(Source data)
^^^^^^^^

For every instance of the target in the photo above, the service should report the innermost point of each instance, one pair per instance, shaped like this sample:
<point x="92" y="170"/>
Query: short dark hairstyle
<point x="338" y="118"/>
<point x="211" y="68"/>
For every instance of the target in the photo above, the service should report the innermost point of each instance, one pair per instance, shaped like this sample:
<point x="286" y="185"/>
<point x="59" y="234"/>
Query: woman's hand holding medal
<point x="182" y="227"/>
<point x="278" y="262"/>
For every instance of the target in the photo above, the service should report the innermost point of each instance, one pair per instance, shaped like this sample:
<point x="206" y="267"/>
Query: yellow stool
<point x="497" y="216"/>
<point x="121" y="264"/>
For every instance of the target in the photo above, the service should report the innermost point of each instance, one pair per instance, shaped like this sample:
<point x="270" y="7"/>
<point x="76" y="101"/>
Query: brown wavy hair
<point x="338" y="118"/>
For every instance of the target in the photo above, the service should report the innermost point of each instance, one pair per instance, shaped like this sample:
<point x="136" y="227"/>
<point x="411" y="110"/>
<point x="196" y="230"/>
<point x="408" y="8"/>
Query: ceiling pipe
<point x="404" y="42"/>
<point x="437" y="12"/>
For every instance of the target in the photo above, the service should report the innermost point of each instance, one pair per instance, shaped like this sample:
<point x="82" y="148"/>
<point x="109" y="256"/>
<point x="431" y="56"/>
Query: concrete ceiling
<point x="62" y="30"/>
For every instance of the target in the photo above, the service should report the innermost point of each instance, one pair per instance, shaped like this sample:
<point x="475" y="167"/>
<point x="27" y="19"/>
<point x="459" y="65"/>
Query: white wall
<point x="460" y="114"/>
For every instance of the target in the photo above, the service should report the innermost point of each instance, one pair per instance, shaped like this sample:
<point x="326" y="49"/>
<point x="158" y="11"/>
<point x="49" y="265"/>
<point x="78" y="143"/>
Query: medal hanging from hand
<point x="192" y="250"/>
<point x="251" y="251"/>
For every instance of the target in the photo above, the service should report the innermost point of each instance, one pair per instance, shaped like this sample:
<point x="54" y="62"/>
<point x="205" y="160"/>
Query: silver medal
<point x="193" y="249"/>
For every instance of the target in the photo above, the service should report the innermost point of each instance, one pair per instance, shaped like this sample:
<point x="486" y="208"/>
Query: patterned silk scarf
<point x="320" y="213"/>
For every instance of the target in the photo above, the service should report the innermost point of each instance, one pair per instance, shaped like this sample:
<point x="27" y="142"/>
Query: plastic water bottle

^^^^^^^^

* _Exercise description_
Each record is to be repeated exactly.

* _Response box_
For every instance of the target in the photo above, the service should report the innermost point of each instance, one pair per instance, shaped like this sample:
<point x="92" y="170"/>
Query: short dark hairstyle
<point x="338" y="118"/>
<point x="211" y="68"/>
For every instance of the target in the photo above, the service should report the innermost point of each instance, one pair per instance, shaped like this sample:
<point x="286" y="185"/>
<point x="59" y="234"/>
Query: woman's hand holding medal
<point x="182" y="227"/>
<point x="278" y="262"/>
For every instance of the target in the photo above, the service should report the innermost point of each instance, one pair per instance, shaped like this sample:
<point x="206" y="267"/>
Query: yellow stool
<point x="497" y="216"/>
<point x="121" y="264"/>
For every instance of the target in the photo above, the service should report the innermost point of each instance, one pair per instance, shaped like this sample:
<point x="270" y="7"/>
<point x="76" y="101"/>
Query: brown wavy hair
<point x="338" y="118"/>
For every instance of the target in the photo above, the service should report the innermost point of each instance, one pair per instance, shaped like this sample:
<point x="136" y="227"/>
<point x="411" y="110"/>
<point x="196" y="230"/>
<point x="408" y="8"/>
Query: ceiling pipe
<point x="404" y="42"/>
<point x="437" y="12"/>
For every instance of the target in the photo above, the service should report the innermost point of each instance, one pair per instance, shaped like this sample:
<point x="82" y="148"/>
<point x="109" y="256"/>
<point x="431" y="56"/>
Query: concrete ceiling
<point x="62" y="30"/>
For every instance of the target in the photo above, the service should report the innermost point of each instance, one pair per instance, shaped like this sample:
<point x="475" y="167"/>
<point x="27" y="19"/>
<point x="459" y="65"/>
Query: white wall
<point x="460" y="114"/>
For every instance of the target in the photo above, the service should report the innermost point of each instance, one pair per instance, shaped like this sample:
<point x="326" y="49"/>
<point x="158" y="11"/>
<point x="49" y="265"/>
<point x="78" y="143"/>
Query: medal hanging from hand
<point x="192" y="250"/>
<point x="251" y="251"/>
For every instance of the target in the photo above, the service should report the innermost point of each instance, one pair per instance, shaped like this sample:
<point x="54" y="62"/>
<point x="205" y="160"/>
Query: silver medal
<point x="193" y="249"/>
For every instance of the target in the photo above, the service should report the innermost point of each instance, one pair per instance, shaped like this sample:
<point x="486" y="208"/>
Query: patterned silk scarf
<point x="320" y="213"/>
For every instance of the target in the photo above, the service should report the innermost point of each instance, one pair per instance, shaped like this sample:
<point x="27" y="142"/>
Query: plastic water bottle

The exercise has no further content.